Given request »
Reproduce the records below exactly as given.

Supplied information »
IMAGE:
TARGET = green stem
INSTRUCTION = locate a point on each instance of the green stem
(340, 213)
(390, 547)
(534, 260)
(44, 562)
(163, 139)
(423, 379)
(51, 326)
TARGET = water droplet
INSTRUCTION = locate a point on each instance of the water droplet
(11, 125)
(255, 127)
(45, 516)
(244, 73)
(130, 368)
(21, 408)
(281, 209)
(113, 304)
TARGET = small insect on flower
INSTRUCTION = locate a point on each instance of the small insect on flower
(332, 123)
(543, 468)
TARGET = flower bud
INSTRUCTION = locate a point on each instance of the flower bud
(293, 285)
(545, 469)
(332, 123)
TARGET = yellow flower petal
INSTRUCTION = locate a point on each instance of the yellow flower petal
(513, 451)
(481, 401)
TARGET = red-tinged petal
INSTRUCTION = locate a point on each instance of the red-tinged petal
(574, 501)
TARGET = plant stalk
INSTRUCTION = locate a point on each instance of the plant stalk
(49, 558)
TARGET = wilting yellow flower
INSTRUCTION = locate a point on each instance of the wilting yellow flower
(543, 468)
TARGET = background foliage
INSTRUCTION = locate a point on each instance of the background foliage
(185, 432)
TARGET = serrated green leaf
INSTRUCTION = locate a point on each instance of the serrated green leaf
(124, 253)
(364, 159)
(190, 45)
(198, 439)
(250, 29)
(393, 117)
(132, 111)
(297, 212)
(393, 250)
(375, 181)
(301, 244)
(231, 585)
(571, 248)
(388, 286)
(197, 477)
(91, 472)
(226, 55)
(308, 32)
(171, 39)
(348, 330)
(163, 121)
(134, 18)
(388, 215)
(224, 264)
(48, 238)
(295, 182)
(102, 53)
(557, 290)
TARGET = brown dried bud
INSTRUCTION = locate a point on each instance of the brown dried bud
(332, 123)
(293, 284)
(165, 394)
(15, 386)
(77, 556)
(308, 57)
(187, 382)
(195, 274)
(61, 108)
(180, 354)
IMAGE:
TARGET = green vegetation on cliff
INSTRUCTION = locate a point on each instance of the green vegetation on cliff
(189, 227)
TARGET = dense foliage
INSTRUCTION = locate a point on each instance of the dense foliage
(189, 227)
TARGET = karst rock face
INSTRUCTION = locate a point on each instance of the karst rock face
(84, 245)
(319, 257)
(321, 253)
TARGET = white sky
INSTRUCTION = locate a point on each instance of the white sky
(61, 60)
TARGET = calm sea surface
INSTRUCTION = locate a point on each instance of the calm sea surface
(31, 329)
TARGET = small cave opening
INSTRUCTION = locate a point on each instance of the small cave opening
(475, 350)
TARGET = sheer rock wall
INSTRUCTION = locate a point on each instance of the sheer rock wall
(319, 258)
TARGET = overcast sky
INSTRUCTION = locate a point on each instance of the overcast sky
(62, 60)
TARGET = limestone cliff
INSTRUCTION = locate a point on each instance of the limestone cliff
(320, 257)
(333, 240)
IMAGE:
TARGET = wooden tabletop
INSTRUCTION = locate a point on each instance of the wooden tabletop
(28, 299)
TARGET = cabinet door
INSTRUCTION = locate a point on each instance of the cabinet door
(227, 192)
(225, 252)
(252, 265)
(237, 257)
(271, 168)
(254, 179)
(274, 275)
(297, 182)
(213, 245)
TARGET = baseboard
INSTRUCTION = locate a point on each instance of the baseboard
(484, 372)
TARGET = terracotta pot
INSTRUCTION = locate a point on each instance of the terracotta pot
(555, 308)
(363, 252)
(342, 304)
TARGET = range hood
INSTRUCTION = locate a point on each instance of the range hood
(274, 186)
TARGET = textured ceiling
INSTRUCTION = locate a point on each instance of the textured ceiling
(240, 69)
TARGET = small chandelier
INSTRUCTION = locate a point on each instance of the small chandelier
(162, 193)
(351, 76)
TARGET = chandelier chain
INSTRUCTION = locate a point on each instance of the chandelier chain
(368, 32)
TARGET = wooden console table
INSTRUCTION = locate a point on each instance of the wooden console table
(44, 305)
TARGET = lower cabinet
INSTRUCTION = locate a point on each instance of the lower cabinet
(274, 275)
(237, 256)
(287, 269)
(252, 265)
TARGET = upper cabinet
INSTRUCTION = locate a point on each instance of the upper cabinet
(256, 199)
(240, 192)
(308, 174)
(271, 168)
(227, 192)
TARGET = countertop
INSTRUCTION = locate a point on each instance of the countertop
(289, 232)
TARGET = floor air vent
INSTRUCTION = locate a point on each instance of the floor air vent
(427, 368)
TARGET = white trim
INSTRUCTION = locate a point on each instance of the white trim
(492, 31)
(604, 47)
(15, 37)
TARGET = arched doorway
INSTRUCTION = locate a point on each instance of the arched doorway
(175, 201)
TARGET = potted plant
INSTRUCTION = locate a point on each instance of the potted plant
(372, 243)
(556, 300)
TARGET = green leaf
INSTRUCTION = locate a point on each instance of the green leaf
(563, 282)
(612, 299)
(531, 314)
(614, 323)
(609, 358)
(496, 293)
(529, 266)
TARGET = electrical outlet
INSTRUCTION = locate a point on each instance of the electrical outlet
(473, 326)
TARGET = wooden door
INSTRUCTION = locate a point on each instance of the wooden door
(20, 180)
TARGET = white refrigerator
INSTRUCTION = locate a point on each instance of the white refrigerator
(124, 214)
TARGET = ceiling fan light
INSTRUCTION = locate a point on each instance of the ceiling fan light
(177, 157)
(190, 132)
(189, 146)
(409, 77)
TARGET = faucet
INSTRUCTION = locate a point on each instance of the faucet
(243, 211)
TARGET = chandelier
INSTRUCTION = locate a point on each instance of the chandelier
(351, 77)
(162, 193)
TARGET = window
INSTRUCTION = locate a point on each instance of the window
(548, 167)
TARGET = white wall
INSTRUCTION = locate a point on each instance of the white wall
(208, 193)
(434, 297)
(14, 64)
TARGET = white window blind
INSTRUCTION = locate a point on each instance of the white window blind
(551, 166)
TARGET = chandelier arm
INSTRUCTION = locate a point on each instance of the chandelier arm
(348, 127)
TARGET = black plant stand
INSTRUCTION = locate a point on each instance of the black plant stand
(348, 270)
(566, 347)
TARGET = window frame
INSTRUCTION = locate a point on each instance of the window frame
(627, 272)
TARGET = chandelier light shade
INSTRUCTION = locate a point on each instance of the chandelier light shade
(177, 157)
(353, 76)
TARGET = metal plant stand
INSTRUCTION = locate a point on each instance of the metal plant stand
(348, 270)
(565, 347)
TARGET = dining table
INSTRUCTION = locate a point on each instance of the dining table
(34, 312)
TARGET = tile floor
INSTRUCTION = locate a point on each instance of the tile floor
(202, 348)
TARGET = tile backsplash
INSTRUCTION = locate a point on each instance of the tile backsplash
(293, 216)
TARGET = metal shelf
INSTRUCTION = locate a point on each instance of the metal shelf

Response to the task »
IMAGE:
TARGET = green stem
INSTRUCTION = locate a point on each instance of the green stem
(340, 213)
(390, 547)
(534, 260)
(44, 562)
(163, 139)
(423, 379)
(51, 326)
TARGET = water droplet
INSTRUCTION = locate a point on each instance of the water droplet
(11, 125)
(255, 127)
(45, 516)
(244, 73)
(130, 368)
(21, 408)
(281, 209)
(113, 304)
TARGET = small insect on flower
INSTRUCTION = locate a point on each instance of the small insect on flower
(332, 123)
(543, 468)
TARGET = flower bud
INSTRUCTION = locate a point on each instance of the flower bud
(293, 285)
(545, 469)
(332, 123)
TARGET = yellow flower petal
INSTRUCTION = locate a point on each instance of the yellow flower petal
(513, 451)
(481, 401)
TARGET = red-tinged petal
INSTRUCTION = locate a point on each instance of the red-tinged petal
(574, 501)
TARGET = plant stalk
INSTRUCTION = locate a point on each instance of the plant stalk
(49, 558)
TARGET = wilting yellow flower
INSTRUCTION = locate a point on each instance of the wilting yellow flower
(543, 468)
TARGET = background foliage
INSTRUCTION = locate a point on each instance of the background foliage
(185, 432)
TARGET = serrated green leaf
INSTRUCTION = locate a point on each instance of the serrated green leaf
(124, 253)
(364, 159)
(190, 45)
(198, 439)
(250, 29)
(393, 117)
(132, 111)
(297, 212)
(393, 250)
(375, 181)
(301, 244)
(231, 585)
(571, 248)
(388, 286)
(197, 477)
(91, 472)
(226, 55)
(308, 32)
(171, 39)
(348, 330)
(163, 121)
(134, 18)
(388, 215)
(224, 264)
(48, 238)
(295, 182)
(102, 53)
(557, 290)
TARGET = brown dried bud
INSTRUCTION = locate a point on each instance of the brown dried bud
(332, 123)
(293, 284)
(165, 394)
(15, 386)
(77, 556)
(308, 57)
(187, 382)
(195, 274)
(61, 108)
(180, 354)
IMAGE:
TARGET = green vegetation on cliff
INSTRUCTION = locate a point on each instance of the green vegetation on cliff
(189, 227)
TARGET = dense foliage
INSTRUCTION = locate a point on each instance of the dense foliage
(189, 227)
TARGET = karst rock face
INSTRUCTION = locate a point on each instance of the karst rock face
(84, 245)
(319, 257)
(321, 253)
TARGET = white sky
INSTRUCTION = locate a point on each instance of the white sky
(61, 60)
TARGET = calm sea surface
INSTRUCTION = locate a point on each instance of the calm sea surface
(31, 329)
TARGET = small cave opening
INSTRUCTION = locate a point on each instance of the small cave opening
(475, 350)
TARGET = sheer rock wall
INSTRUCTION = locate a point on each instance of the sheer rock wall
(319, 258)
TARGET = overcast sky
INSTRUCTION = locate a point on each instance of the overcast sky
(62, 60)
TARGET = limestone cliff
INSTRUCTION = locate a point on each instance of the limestone cliff
(320, 257)
(333, 240)
IMAGE:
TARGET = wooden tabletop
INSTRUCTION = locate a point on each instance of the wooden tabletop
(28, 299)
TARGET = cabinet door
INSTRUCTION = locate a point on each instance of the cabinet door
(227, 192)
(225, 252)
(252, 265)
(237, 257)
(271, 168)
(254, 179)
(274, 275)
(297, 182)
(213, 245)
TARGET = baseboard
INSTRUCTION = locate a point on each instance of the baseboard
(484, 372)
TARGET = terracotta pot
INSTRUCTION = locate a point on each instance of the terracotta pot
(555, 308)
(363, 252)
(342, 304)
TARGET = range hood
INSTRUCTION = locate a point on each instance of the range hood
(274, 186)
TARGET = textured ceiling
INSTRUCTION = locate a point on each instance of the textured ceiling
(240, 69)
TARGET = small chandelier
INSTRUCTION = locate a point on each instance of the small chandelier
(162, 193)
(351, 76)
TARGET = chandelier chain
INSTRUCTION = locate a point on each instance of the chandelier chain
(368, 32)
TARGET = wooden console table
INSTRUCTION = locate a point on each instance of the wooden console table
(44, 305)
TARGET = lower cabinet
INSTRUCTION = locate a point on each instance of the lower cabinet
(274, 275)
(237, 256)
(287, 269)
(252, 265)
TARGET = upper cabinet
INSTRUCTION = locate a point on each instance of the upper cabinet
(256, 199)
(240, 192)
(308, 174)
(271, 168)
(227, 192)
TARGET = countertop
INSTRUCTION = locate a point on each instance of the countertop
(289, 232)
TARGET = floor air vent
INSTRUCTION = locate a point on each instance of the floor air vent
(427, 368)
TARGET = white trim
INSTRUCTION = locate a point on each instance of the white trim
(492, 31)
(604, 47)
(15, 37)
TARGET = arched doorway
INSTRUCTION = locate a point on each instance of the arched doorway
(175, 201)
TARGET = potted plant
INSTRUCTION = locate a point on each instance of the potted plant
(372, 243)
(556, 300)
TARGET = green leaf
INSTRUCTION = locate a point on each instance of the green leaf
(563, 282)
(612, 299)
(531, 314)
(614, 323)
(609, 358)
(496, 293)
(529, 266)
TARGET = electrical outlet
INSTRUCTION = locate a point on each instance of the electrical outlet
(473, 326)
TARGET = wooden door
INSTRUCTION = locate a point on each instance of the wooden door
(20, 180)
TARGET = white refrigerator
INSTRUCTION = locate a point on each instance of the white refrigerator
(124, 214)
TARGET = ceiling fan light
INSTRUCTION = locate a point on each instance of the ceiling fan light
(177, 157)
(190, 132)
(189, 146)
(409, 77)
TARGET = faucet
INSTRUCTION = locate a point on each instance of the faucet
(243, 211)
TARGET = chandelier
INSTRUCTION = locate a point on each instance of the chandelier
(351, 77)
(162, 193)
TARGET = window
INSTRUCTION = locate a point on each instance of the window
(548, 167)
TARGET = white wall
INSTRUCTION = locate a point on each instance of the white wall
(208, 193)
(434, 297)
(14, 64)
TARGET = white window blind
INSTRUCTION = locate a point on each instance of the white window blind
(551, 166)
TARGET = chandelier arm
INSTRUCTION = locate a point on each instance of the chandelier arm
(348, 127)
TARGET = black plant stand
INSTRUCTION = locate a point on each instance of the black plant stand
(348, 270)
(566, 347)
TARGET = window frame
INSTRUCTION = locate a point on each instance of the window frame
(627, 272)
TARGET = chandelier light shade
INSTRUCTION = locate a point on each instance of the chandelier light shade
(177, 157)
(353, 76)
TARGET = metal plant stand
INSTRUCTION = locate a point on each instance of the metal plant stand
(348, 270)
(565, 347)
TARGET = dining table
INSTRUCTION = locate a point on each instance of the dining table
(34, 312)
TARGET = tile floor
INSTRUCTION = locate a point on each instance of the tile floor
(202, 348)
TARGET = tile backsplash
INSTRUCTION = locate a point on each instance of the tile backsplash
(293, 216)
TARGET = metal shelf
INSTRUCTION = locate a point on each instance of the metal shelf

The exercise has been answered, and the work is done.